PROBLEM: Each line of the material below is to be written out exactly. Leave out any picture.

EXTRACTED DATA:
>>>
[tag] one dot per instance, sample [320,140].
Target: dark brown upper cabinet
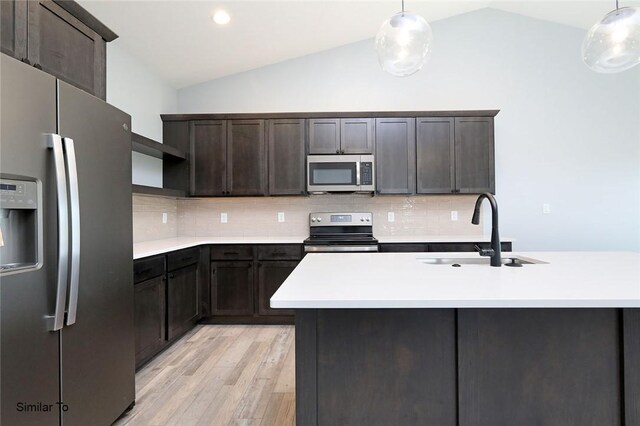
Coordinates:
[228,157]
[475,163]
[208,157]
[13,30]
[286,157]
[246,157]
[395,155]
[435,155]
[341,136]
[455,155]
[60,38]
<<<
SOLVED EXERCISE:
[tag] one dot per instance, sample [320,140].
Target: dark brown upper cabinet
Coordinates:
[228,157]
[475,163]
[208,157]
[13,30]
[286,157]
[246,157]
[395,155]
[435,155]
[341,136]
[455,155]
[60,38]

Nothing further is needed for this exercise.